Thursday, October 14, 2010


Transmyocardial laser revascularisation is a technique of using laser catheters to punch micro-holes in the myocardium of the left ventricule, in an attempt to improve the blood supply, directly to the heart muscle. This technique was invented to try and help those patients who could not be revascularised either percutaneously ( PCI ) or surgically ( CABG ). This technique was extensively studied in the mid 90s, with many clinical trials done, some showing that it helped, and others showing that it was essentially a placebo effect and that it did not help.
Well ( re-hashing old news that I just discovered), NICE has just stopped re-imbursement for TMR / TMLR in UK, saying that the cost does not justify the benefit, and quoting severe lack of data to suport its continual use. As we all know, NICE stands for the National Institute for Health and Clinical Excellence.
Just to recap, TMR / TMLR was quite popular in the late 90s and early part of the 21st century. In fact, some US centers are still using it. I see some advert promoting it in the Cleveland clinic website.

+ + +

PROBLEMS AND TASKS –
a) In the post on transmyocardial laser revascularization, what reason does NICE give for ending reimbursement for TMR / TMLR in the UK?
b) Write the next part of the post on transmyocardial laser revascularization, picking up after its final sentence.
The entries after this point come from a separate source unrelated to the post on transmyocardial laser revascularization.

+ + +

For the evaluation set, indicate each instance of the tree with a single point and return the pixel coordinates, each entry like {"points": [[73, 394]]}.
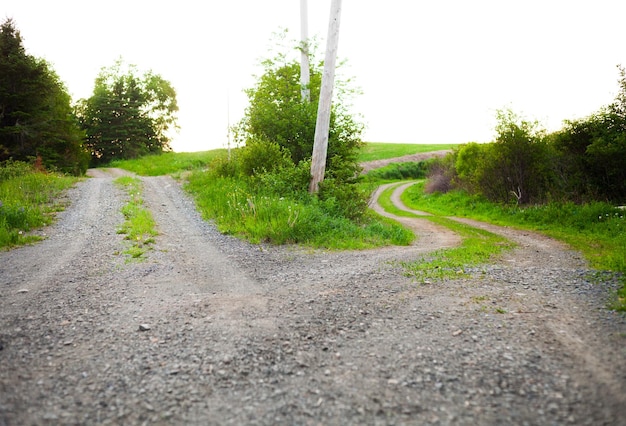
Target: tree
{"points": [[128, 115], [36, 118], [278, 114], [592, 152]]}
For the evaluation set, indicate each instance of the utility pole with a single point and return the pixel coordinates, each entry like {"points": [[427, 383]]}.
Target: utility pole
{"points": [[305, 76], [320, 144]]}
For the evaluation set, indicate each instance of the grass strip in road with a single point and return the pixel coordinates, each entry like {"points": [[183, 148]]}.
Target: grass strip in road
{"points": [[139, 225], [477, 247]]}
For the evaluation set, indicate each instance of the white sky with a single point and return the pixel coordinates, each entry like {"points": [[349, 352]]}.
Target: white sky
{"points": [[430, 71]]}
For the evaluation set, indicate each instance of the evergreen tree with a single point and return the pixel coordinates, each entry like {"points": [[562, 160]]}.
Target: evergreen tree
{"points": [[36, 118], [128, 115]]}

+ + +

RESPONSES PER TASK –
a) NICE says the cost does not justify the benefit, and it cites a severe lack of data to support continued use.

b)
The concept is really quite attractive. There are sophisticated equipment invented to map out ( in 3-D ) the ischemic regions of the myocardium. These are patients who had 3-VD, had undergone CABG previously and also PCI, until it is no longer possible to PCI and no more vessels to graft, or maybe CABG is too risky for too little gain. With the 3-D mapping ti guide, a laser catheter is introduced percutaneously, and manipulated to the ischemic region and burst of laser ( usually CO2 laser ), is applied, to create micro-holes. Some patients feel better, and their grade 3-4 angina got better ( maybe to grade 2-3 ). This clinical improvement was thought to be due to improvement in direct blood flow to the myocardium ( something like the Vineberg techniqe ). There was also a theory that making small holes in the myocardium, may stimulate angiogenesis, so that new blood vessels are formed and so myocardial blood supply is improved. Remember that these are class 3-4 angina patients who have no other choice. Of course, the effect is only temporary and repeated courses are necessary. At the height, in 1999, many centers were buying the machines and the technique was shown at live demo courses.
Well, further research revealed that the micro-holes barely lasted 2 weeks before they close off
And also, no consistent pattern of angiogenesis was noted. Patients symptoms invariable recurred and the process had to be repeated with less and less effects. So NICE put a stop to it.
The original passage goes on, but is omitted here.